:: Quoted passage ::
▬▬▬

After the film was completed, Toho had their international versions of the movie dubbed in Hong Kong. This dubbed version significantly changes the meaning of several lines throughout the film.

Sony licensed GMK and Godzilla vs. Megaguirus with the hope of giving both films a theatrical release in the United States. However, after the American release of Godzilla 2000 under-performed at the box office, plans to give any newer Godzilla films a wide release were scrapped. Instead, Sony prepared edited television versions of both films. These premiered in the United States on the Sci-Fi Channel on August 31, 2003, during the channel's Labor Day marathon. In February 2004, the uncut international versions of both films were released on DVD with the addition of the original Japanese soundtracks, a first for an American release of a Godzilla film.

Critical response 
Review aggregator website Rotten Tomatoes reported a 63% rating from critics, based on 16 reviews with an average score of 5.29/10.

Troy Guinn of Eccentric Cinema gave the film a score of 8/10, calling it "one of only three Godzilla films I would recommend to anyone besides giant monster-movie fans or sci-fi buffs, the other two being the original Gojira and Mothra vs. Godzilla." Bryan Byun of DVD Verdict gave it a positive review, calling it "one of the most exciting entries in Godzilla's long cinematic history." Stomp Tokyo gave the film a score of 3/5, calling it "one of the better-looking entries in the series, albeit one of unfulfilled potential." John Wallis of DVD Talk felt that "the story is quite weak and somber" and that "this new take on [Godzilla] doesn't really work," while Gemma Tarlach of the Milwaukee Journal said that "GMK is best when it embraces its unabashed cheesiness. But when it tries to make Statements with Meaning, whether on Japan's past aggressions or ersatz samurai ruminations on the duty of a warrior, the movie flounders like a giant lizard hogtied by power lines." Film critic Leonard Maltin gave it three out of four stars, one of only two Godzilla films to receive more than two and a half stars, with the other being Godzilla 2000. The Boston Globe film critic Wesley Morris gave it three out of four stars, writing: "as absurd as its title, and by those standards it's a hilarious success."

▬▬▬

:: Extracted data ::
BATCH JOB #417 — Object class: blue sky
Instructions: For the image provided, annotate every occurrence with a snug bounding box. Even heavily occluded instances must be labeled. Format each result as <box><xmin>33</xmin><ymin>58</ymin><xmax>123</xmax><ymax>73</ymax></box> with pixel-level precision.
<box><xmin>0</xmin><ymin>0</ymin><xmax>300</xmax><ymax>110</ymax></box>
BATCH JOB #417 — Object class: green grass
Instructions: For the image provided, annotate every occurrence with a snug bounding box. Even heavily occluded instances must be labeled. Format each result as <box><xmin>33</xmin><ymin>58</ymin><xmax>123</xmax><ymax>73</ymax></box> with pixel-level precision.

▬▬▬

:: Problem ::
Copy out the entire passage about GMK's release and reviews word for word. Rely only on the passage about GMK's release and reviews, not on the data.

:: Response to the exercise ::
After the film was completed, Toho had their international versions of the movie dubbed in Hong Kong. This dubbed version significantly changes the meaning of several lines throughout the film.

Sony licensed GMK and Godzilla vs. Megaguirus with the hope of giving both films a theatrical release in the United States. However, after the American release of Godzilla 2000 under-performed at the box office, plans to give any newer Godzilla films a wide release were scrapped. Instead, Sony prepared edited television versions of both films. These premiered in the United States on the Sci-Fi Channel on August 31, 2003, during the channel's Labor Day marathon. In February 2004, the uncut international versions of both films were released on DVD with the addition of the original Japanese soundtracks, a first for an American release of a Godzilla film.

Critical response 
Review aggregator website Rotten Tomatoes reported a 63% rating from critics, based on 16 reviews with an average score of 5.29/10.

Troy Guinn of Eccentric Cinema gave the film a score of 8/10, calling it "one of only three Godzilla films I would recommend to anyone besides giant monster-movie fans or sci-fi buffs, the other two being the original Gojira and Mothra vs. Godzilla." Bryan Byun of DVD Verdict gave it a positive review, calling it "one of the most exciting entries in Godzilla's long cinematic history." Stomp Tokyo gave the film a score of 3/5, calling it "one of the better-looking entries in the series, albeit one of unfulfilled potential." John Wallis of DVD Talk felt that "the story is quite weak and somber" and that "this new take on [Godzilla] doesn't really work," while Gemma Tarlach of the Milwaukee Journal said that "GMK is best when it embraces its unabashed cheesiness. But when it tries to make Statements with Meaning, whether on Japan's past aggressions or ersatz samurai ruminations on the duty of a warrior, the movie flounders like a giant lizard hogtied by power lines." Film critic Leonard Maltin gave it three out of four stars, one of only two Godzilla films to receive more than two and a half stars, with the other being Godzilla 2000. The Boston Globe film critic Wesley Morris gave it three out of four stars, writing: "as absurd as its title, and by those standards it's a hilarious success."